• [GOAL]: Everything from the line with "the black wingtip" through the last line of the records below should be copied exactly, both ends included.

• [THE RECORDS]:
========================================

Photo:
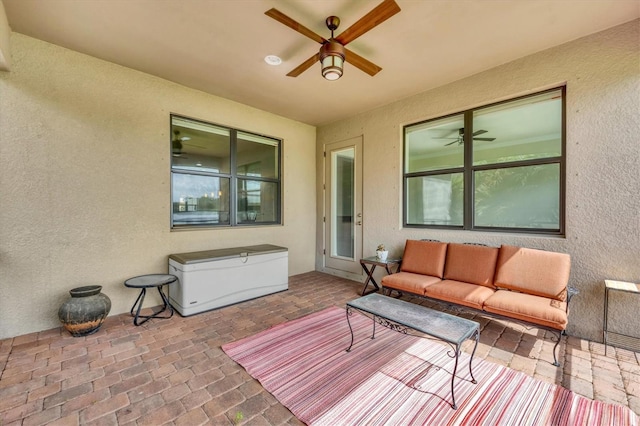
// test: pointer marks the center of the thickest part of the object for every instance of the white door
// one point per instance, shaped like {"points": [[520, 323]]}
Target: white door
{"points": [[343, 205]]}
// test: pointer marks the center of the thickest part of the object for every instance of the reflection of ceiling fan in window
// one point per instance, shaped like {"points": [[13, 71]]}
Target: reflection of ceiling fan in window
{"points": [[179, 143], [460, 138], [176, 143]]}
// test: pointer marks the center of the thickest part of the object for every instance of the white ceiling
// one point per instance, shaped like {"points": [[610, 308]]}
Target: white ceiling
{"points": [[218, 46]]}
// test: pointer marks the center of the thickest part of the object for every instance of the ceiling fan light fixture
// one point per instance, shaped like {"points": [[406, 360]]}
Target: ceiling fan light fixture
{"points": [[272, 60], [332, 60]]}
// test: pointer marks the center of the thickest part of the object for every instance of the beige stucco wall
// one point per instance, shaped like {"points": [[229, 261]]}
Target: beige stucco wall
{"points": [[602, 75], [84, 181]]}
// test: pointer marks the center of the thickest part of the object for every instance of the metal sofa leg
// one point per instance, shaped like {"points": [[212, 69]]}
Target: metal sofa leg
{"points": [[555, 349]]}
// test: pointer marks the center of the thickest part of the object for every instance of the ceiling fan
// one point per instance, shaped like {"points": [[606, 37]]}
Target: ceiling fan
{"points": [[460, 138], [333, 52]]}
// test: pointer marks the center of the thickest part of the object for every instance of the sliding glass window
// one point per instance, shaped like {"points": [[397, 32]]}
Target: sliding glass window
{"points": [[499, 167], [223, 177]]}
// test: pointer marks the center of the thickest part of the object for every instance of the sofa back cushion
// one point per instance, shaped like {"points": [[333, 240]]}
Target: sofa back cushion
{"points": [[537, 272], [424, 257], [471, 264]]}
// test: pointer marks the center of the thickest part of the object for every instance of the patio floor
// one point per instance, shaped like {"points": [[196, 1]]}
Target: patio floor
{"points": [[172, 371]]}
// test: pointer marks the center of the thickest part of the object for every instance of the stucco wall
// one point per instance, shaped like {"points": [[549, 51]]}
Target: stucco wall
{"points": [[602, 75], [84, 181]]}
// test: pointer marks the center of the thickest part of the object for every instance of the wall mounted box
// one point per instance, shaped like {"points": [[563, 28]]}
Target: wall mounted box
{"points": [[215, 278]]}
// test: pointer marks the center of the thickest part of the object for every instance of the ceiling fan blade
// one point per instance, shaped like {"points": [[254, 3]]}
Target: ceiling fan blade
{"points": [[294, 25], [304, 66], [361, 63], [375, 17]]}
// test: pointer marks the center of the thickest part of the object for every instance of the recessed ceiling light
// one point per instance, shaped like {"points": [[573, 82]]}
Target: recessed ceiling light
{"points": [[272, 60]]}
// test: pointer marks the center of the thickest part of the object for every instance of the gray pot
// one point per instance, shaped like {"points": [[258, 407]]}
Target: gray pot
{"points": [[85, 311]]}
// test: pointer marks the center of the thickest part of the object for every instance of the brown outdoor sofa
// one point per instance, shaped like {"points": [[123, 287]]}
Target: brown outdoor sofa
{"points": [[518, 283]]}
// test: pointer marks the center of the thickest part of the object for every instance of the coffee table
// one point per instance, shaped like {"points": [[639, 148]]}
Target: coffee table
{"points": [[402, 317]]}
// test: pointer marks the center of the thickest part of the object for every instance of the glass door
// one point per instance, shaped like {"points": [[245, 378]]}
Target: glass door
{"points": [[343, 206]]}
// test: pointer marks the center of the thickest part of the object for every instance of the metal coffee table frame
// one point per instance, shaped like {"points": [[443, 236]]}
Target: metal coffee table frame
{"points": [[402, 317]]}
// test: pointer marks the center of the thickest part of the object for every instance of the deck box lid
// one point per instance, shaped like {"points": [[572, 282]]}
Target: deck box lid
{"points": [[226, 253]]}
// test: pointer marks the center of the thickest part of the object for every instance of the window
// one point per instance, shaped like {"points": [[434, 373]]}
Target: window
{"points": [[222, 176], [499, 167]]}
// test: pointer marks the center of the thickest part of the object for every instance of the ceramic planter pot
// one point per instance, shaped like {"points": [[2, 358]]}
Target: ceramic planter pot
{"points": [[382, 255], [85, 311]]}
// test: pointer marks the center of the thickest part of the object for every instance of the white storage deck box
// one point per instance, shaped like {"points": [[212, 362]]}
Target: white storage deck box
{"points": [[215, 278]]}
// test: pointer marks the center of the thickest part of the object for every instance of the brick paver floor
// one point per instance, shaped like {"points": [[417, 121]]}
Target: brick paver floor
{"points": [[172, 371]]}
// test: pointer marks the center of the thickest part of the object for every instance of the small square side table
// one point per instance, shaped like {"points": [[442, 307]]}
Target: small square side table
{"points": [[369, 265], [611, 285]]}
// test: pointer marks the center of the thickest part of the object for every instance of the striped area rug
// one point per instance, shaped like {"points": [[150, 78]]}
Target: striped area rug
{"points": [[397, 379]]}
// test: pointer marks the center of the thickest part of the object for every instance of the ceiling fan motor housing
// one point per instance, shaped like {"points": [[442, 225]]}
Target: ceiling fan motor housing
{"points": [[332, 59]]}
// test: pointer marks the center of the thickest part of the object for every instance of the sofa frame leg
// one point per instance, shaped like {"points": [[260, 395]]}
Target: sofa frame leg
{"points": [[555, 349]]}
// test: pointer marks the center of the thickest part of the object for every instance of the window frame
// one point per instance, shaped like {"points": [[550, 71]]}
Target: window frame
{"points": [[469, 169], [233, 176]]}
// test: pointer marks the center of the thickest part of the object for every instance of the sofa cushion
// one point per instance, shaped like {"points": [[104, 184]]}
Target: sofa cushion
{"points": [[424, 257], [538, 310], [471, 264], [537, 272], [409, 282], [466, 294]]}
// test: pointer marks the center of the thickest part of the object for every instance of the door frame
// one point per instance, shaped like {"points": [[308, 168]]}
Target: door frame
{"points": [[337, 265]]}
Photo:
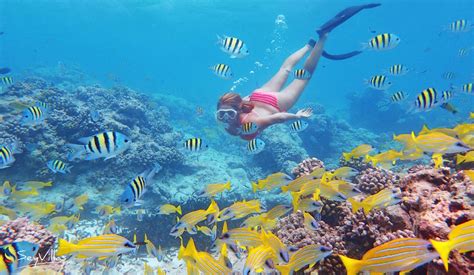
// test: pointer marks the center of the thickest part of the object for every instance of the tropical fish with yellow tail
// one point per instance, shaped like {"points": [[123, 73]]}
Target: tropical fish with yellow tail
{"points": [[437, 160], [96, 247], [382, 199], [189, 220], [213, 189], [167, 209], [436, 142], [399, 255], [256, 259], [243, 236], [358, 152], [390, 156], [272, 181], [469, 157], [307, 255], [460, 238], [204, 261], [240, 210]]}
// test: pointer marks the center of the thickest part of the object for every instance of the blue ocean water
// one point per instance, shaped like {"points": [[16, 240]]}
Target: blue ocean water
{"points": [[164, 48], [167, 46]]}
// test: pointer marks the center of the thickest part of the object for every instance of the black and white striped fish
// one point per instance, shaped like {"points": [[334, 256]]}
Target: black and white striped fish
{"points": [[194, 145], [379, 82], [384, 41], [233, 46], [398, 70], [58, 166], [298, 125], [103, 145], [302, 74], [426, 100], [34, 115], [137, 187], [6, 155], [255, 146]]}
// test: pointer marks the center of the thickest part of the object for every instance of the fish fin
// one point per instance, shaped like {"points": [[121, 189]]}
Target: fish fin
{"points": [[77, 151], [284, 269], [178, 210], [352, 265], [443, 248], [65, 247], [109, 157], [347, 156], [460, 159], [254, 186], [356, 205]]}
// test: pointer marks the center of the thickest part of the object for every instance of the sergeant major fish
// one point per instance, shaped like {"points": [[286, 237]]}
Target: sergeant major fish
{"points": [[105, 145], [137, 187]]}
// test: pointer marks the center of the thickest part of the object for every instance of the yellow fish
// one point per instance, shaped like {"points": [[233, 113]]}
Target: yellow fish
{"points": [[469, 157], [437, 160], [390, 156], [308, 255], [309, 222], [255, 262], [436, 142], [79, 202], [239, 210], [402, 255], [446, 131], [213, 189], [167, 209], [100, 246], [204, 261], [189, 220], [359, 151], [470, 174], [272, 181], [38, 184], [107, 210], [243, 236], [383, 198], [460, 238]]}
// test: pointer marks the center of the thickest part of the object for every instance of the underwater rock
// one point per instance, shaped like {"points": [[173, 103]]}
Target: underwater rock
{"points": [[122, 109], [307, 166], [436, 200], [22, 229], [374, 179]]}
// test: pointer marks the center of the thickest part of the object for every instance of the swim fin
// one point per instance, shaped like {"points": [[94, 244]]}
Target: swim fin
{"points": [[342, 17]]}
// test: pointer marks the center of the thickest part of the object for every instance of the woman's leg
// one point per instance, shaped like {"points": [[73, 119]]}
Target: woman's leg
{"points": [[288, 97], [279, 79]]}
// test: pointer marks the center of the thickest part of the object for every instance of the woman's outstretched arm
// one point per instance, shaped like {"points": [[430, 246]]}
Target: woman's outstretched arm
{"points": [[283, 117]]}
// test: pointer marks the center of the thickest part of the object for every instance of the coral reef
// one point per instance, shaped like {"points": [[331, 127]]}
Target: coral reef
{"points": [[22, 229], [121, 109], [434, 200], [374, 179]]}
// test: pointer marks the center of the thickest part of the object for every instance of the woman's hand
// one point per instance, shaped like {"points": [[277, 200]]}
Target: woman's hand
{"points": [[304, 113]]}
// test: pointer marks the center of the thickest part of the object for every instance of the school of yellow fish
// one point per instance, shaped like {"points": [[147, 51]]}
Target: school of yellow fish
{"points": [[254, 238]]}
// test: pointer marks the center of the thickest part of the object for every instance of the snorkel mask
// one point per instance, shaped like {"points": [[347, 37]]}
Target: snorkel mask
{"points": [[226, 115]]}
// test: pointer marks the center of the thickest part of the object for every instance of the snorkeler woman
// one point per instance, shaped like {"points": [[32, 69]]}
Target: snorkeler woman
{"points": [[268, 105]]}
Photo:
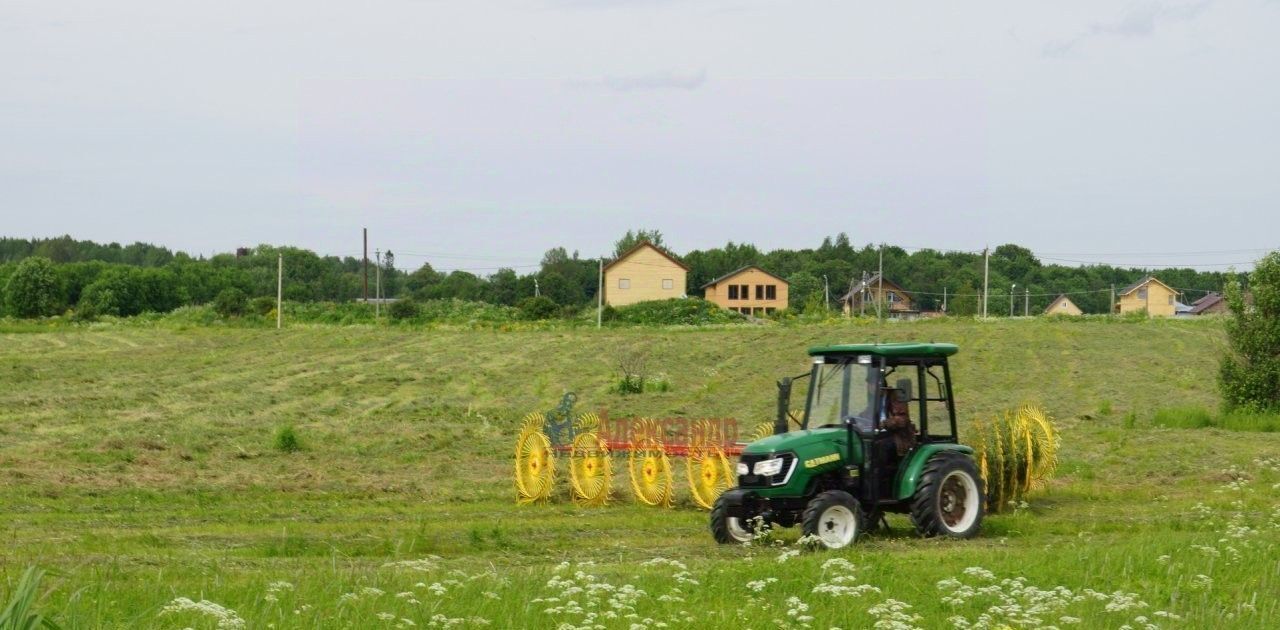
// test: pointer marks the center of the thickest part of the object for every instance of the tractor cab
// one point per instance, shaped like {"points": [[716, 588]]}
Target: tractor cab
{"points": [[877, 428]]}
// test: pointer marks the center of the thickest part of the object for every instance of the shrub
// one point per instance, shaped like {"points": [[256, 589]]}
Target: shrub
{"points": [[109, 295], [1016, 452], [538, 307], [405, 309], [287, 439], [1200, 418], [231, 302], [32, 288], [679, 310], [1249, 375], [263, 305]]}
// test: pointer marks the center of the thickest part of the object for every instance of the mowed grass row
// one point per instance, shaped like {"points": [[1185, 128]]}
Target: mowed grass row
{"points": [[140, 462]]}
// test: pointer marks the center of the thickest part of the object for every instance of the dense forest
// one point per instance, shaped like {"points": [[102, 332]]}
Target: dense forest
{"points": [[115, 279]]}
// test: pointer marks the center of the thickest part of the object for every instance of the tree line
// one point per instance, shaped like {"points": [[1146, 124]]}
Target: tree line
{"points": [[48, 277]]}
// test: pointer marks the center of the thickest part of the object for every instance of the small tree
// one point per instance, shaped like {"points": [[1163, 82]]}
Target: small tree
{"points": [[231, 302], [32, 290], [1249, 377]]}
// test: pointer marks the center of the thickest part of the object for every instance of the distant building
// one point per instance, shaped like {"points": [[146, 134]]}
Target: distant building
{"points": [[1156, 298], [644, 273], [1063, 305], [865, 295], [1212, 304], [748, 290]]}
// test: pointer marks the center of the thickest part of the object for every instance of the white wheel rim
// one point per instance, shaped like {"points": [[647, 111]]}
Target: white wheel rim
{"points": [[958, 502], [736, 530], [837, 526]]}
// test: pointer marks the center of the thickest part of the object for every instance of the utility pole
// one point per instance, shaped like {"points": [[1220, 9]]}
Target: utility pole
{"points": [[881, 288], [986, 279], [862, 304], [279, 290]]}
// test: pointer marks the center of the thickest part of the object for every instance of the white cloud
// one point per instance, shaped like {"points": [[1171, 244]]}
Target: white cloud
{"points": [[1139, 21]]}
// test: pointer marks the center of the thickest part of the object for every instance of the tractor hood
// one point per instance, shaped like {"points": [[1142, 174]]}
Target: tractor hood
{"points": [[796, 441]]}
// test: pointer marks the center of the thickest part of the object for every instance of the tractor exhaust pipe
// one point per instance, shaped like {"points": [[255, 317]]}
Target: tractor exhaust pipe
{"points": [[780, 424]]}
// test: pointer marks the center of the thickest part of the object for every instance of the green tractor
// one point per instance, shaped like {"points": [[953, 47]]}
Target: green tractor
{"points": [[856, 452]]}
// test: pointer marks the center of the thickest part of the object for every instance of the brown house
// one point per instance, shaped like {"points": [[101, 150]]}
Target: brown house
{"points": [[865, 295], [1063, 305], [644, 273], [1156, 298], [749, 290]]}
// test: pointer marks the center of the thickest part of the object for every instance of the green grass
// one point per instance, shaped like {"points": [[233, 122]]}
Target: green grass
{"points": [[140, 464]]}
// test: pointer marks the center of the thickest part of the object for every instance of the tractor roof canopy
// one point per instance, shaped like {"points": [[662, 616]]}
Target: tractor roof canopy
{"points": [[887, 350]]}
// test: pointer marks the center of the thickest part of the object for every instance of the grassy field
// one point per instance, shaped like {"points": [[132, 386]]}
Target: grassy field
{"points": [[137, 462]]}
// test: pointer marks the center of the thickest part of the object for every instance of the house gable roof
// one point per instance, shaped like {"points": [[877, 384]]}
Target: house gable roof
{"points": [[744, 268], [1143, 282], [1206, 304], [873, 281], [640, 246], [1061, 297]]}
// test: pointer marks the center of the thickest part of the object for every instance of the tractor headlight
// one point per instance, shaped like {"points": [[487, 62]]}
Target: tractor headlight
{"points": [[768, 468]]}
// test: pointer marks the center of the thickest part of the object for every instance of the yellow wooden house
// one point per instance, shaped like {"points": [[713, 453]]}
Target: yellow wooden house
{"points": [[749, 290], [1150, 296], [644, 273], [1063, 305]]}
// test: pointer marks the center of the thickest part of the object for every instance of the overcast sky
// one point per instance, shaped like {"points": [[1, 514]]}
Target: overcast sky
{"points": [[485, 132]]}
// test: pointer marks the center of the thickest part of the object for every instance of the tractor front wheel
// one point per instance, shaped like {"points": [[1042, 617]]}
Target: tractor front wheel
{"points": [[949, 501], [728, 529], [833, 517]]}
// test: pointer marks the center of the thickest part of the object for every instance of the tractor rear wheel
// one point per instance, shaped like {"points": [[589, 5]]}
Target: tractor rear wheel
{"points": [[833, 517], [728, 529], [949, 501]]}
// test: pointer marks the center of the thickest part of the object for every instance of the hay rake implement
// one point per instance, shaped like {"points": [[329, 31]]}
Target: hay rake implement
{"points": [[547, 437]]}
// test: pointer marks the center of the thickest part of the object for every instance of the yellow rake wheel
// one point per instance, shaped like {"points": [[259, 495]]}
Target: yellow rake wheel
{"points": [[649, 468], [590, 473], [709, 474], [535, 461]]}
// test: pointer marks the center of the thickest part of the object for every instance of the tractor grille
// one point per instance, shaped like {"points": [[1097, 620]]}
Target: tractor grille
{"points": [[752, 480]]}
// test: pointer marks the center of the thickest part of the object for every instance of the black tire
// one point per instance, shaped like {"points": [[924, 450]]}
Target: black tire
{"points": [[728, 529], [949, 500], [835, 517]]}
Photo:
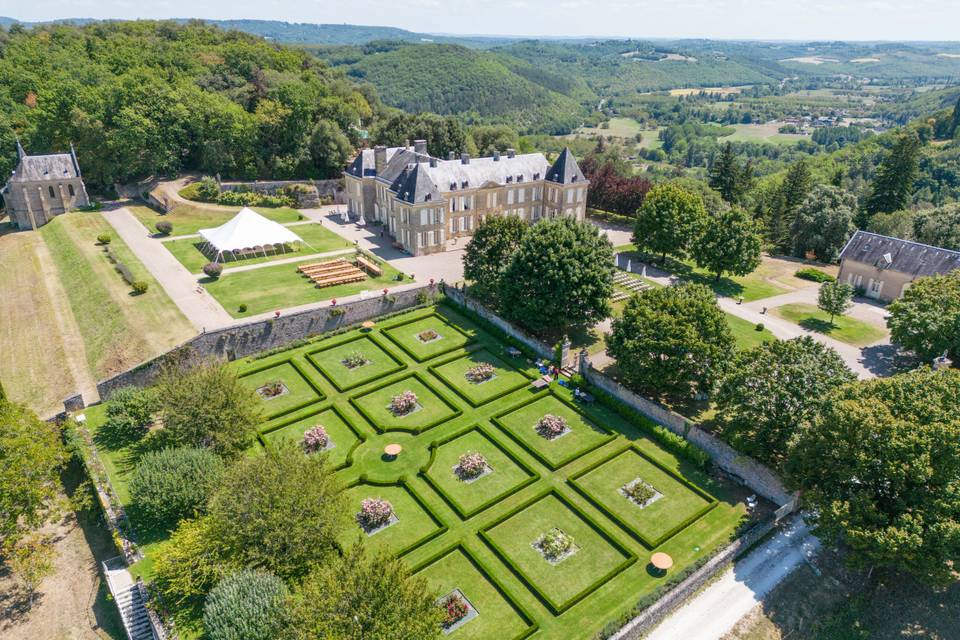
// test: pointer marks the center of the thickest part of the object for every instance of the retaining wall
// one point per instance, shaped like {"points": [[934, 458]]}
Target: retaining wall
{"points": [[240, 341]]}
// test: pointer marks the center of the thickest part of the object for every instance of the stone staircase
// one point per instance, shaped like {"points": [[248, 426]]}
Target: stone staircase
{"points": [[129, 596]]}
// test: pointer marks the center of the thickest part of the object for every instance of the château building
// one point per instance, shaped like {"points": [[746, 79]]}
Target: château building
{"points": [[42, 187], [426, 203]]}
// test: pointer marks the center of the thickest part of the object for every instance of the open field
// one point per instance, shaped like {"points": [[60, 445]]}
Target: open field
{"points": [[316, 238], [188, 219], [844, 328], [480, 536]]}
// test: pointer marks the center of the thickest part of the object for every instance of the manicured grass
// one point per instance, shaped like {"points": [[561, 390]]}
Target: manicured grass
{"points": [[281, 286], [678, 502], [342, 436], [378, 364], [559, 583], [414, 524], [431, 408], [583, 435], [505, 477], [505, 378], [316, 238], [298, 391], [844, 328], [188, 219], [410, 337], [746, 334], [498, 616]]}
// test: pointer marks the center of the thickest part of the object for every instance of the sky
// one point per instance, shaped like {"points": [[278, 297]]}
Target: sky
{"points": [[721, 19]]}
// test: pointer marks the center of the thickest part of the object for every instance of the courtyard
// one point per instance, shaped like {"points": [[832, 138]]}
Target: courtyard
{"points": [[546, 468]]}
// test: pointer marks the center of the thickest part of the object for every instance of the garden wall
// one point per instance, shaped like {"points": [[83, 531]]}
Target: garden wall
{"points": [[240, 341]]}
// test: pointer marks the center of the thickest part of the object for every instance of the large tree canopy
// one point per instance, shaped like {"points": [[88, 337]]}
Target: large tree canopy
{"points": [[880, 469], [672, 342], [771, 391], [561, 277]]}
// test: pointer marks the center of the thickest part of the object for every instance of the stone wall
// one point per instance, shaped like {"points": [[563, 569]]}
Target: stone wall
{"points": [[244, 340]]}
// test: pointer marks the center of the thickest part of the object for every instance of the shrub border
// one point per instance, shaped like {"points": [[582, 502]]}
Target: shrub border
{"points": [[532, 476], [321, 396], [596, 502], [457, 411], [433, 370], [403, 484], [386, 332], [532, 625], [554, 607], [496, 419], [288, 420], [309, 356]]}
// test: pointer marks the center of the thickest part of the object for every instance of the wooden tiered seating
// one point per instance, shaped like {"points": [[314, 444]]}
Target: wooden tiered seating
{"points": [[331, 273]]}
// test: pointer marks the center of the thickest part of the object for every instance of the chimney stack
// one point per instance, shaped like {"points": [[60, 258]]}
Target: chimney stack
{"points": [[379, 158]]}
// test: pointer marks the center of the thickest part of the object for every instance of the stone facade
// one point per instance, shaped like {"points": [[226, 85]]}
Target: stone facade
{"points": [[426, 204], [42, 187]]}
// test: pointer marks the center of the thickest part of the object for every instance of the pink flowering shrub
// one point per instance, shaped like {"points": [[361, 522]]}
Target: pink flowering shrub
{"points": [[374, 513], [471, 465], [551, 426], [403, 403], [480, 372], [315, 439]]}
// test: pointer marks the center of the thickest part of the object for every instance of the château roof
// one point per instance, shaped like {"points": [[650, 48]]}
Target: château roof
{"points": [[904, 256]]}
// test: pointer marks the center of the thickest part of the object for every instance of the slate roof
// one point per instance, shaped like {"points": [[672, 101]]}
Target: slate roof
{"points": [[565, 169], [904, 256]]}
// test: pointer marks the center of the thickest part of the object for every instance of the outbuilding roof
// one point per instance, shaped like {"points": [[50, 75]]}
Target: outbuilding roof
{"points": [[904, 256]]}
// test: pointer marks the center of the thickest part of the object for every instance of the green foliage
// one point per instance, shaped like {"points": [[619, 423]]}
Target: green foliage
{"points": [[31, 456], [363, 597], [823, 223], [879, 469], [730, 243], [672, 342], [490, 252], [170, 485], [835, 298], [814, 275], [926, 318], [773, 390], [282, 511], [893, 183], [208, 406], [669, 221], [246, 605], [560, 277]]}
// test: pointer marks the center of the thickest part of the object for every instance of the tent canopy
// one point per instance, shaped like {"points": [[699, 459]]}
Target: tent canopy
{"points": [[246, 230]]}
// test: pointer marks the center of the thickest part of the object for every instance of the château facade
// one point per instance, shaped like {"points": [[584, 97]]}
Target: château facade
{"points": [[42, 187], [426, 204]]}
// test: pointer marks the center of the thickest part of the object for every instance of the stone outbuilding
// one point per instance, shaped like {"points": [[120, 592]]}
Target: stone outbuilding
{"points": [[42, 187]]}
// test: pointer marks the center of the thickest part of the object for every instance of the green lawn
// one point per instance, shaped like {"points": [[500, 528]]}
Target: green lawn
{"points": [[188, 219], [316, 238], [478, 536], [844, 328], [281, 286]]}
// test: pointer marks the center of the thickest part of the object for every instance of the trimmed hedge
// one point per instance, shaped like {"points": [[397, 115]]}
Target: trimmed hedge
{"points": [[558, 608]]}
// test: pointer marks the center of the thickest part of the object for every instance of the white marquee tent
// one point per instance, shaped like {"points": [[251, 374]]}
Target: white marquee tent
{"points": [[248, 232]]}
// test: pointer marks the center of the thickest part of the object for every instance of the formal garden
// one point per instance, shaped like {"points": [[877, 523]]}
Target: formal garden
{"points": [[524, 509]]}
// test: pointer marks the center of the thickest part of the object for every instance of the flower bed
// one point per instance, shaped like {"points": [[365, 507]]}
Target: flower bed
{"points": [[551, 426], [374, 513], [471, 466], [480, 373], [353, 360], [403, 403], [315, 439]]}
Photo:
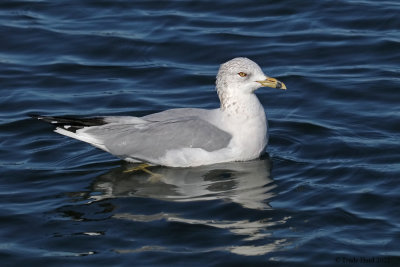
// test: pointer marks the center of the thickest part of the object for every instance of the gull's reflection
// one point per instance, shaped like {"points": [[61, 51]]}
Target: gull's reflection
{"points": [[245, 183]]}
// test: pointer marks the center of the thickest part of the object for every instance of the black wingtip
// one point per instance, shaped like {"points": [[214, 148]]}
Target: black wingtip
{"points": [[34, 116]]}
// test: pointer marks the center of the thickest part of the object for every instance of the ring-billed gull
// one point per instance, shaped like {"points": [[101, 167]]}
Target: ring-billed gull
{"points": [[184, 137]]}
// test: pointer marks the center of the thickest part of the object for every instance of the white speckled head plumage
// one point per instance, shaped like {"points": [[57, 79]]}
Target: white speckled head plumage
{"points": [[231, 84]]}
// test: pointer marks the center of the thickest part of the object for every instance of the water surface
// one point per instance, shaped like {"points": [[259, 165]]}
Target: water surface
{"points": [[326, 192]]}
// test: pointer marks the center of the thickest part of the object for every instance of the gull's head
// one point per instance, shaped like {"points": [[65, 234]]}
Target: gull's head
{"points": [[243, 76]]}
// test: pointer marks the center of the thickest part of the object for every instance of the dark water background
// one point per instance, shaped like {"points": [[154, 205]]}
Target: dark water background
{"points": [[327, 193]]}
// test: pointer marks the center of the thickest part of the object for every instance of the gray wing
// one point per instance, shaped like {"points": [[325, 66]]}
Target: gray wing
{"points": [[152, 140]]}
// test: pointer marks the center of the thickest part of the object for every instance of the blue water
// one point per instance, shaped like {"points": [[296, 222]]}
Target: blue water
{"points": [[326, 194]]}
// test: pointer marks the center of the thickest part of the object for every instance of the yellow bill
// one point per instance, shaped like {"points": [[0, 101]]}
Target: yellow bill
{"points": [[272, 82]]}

========================================

• [FULL RESPONSE]:
// test: pointer marks the center of the thickest part of the object for every instance of the black wingtip
// one point per instance, shaped like {"points": [[214, 148]]}
Target: black wingtip
{"points": [[34, 116]]}
// test: pointer marks the center of the thickest part of the object for every instance of the ring-billed gull
// one point per instance, shaped like {"points": [[101, 167]]}
Target: ring-billed gull
{"points": [[184, 137]]}
// test: pointer marks the center of the thickest part of the object for every instance of the white speckled head plumage
// one point per instance, shaped like {"points": [[57, 79]]}
Target: white speckled head plumage
{"points": [[231, 84]]}
// test: pointer marks the center of the thickest part of the object for every instance of the water surface
// one point per instance, shaped like {"points": [[259, 165]]}
Target: water surface
{"points": [[326, 192]]}
// test: pointer marks the center of the thickest part of the object for every instance of the gull's head
// one point per instance, shaped like {"points": [[65, 234]]}
Target: gull's head
{"points": [[243, 76]]}
// test: pointer marks the center of the thickest part of the object for every instance of the dark water background
// one point per instance, shaped like {"points": [[154, 205]]}
Target: dark water background
{"points": [[327, 193]]}
// test: pointer marks the center of the thickest part of the object for every instance of the gray wing
// one point per instance, shaped like {"points": [[325, 66]]}
Target: gray wing
{"points": [[152, 140]]}
// test: pointer marks the center of the thickest part of the object for every instance of the blue water
// one point per instance, shaped like {"points": [[296, 222]]}
Target: blue water
{"points": [[326, 194]]}
// test: pointer marks the center of the thickest part of the object for every instance of the yellow bill
// one point per instance, shaped like {"points": [[0, 101]]}
Target: yellow bill
{"points": [[272, 82]]}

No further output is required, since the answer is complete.